▽
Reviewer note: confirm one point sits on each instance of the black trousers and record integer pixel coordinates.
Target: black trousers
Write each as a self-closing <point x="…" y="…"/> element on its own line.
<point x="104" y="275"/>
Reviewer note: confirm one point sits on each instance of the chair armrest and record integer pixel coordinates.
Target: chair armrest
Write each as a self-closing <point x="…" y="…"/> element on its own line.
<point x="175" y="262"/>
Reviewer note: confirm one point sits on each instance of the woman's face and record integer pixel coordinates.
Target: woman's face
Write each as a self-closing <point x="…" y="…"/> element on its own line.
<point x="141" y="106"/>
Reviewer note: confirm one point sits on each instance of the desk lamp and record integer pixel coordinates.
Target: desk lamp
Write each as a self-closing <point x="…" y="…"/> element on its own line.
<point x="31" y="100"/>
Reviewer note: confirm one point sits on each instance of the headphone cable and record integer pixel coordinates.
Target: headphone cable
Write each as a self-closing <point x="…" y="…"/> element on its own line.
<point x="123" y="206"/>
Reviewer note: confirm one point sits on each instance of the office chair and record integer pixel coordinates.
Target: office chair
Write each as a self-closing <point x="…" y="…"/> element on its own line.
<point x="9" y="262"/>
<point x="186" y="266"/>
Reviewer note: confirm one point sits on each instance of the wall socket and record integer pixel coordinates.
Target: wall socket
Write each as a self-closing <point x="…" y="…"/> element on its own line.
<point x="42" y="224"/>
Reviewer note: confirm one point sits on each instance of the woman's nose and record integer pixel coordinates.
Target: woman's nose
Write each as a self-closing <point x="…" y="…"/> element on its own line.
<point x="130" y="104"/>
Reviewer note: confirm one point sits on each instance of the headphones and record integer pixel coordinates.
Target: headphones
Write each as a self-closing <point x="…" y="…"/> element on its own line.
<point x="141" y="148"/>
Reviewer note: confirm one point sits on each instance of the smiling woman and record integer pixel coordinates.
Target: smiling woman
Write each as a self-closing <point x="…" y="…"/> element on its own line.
△
WRITTEN TASK
Can you copy every line of the material above word for word, changing nothing?

ANSWER IN FULL
Reviewer note: confirm one point sits on each instance of the black trousers and record integer pixel coordinates.
Target: black trousers
Write each as a self-closing <point x="…" y="…"/> element on its own line.
<point x="104" y="275"/>
Reviewer note: confirm one point sits on each instance of the chair armrest and record integer pixel coordinates.
Target: chair armrest
Write each as a self-closing <point x="…" y="…"/> element on its own line.
<point x="175" y="262"/>
Reviewer note: confirm one point sits on each instance of the woman's face and record integer pixel coordinates.
Target: woman's face
Write each as a self-closing <point x="…" y="…"/> element on its own line.
<point x="141" y="106"/>
Reviewer note: confirm one point sits on each instance of the desk lamp and record integer pixel coordinates.
Target: desk lamp
Write each as a self-closing <point x="…" y="…"/> element on its own line.
<point x="31" y="100"/>
Reviewer note: confirm one point sits on each instance of the headphone cable and record integer pixel coordinates.
Target: headphone cable
Write each as a self-closing <point x="…" y="…"/> element on its own line.
<point x="123" y="206"/>
Reviewer note: confirm one point sits on each instance of the office chair and record integer pixel coordinates.
Target: office chair
Write each as a self-closing <point x="…" y="…"/> element on its own line.
<point x="9" y="262"/>
<point x="186" y="266"/>
Reviewer note: confirm one point sits on each instance of the wall socket and record integer pixel coordinates.
Target: wall socket
Write each as a self-closing <point x="…" y="…"/> element on its own line.
<point x="42" y="224"/>
Reviewer note: confirm one point sits on each instance of the woman's nose and record integer pixel coordinates.
Target: woman's nose
Write each as a self-closing <point x="…" y="…"/> element on its own line.
<point x="130" y="104"/>
Reviewer note: confirm one point sits on each instance of the headphones and record integer pixel coordinates.
Target: headphones
Write each as a self-closing <point x="…" y="…"/> element on its own line.
<point x="141" y="148"/>
Reviewer note: confirm one point sits on each instance of the smiling woman and record integer pixel coordinates.
Target: smiling woman
Write each as a self-closing <point x="…" y="…"/> element on its own line.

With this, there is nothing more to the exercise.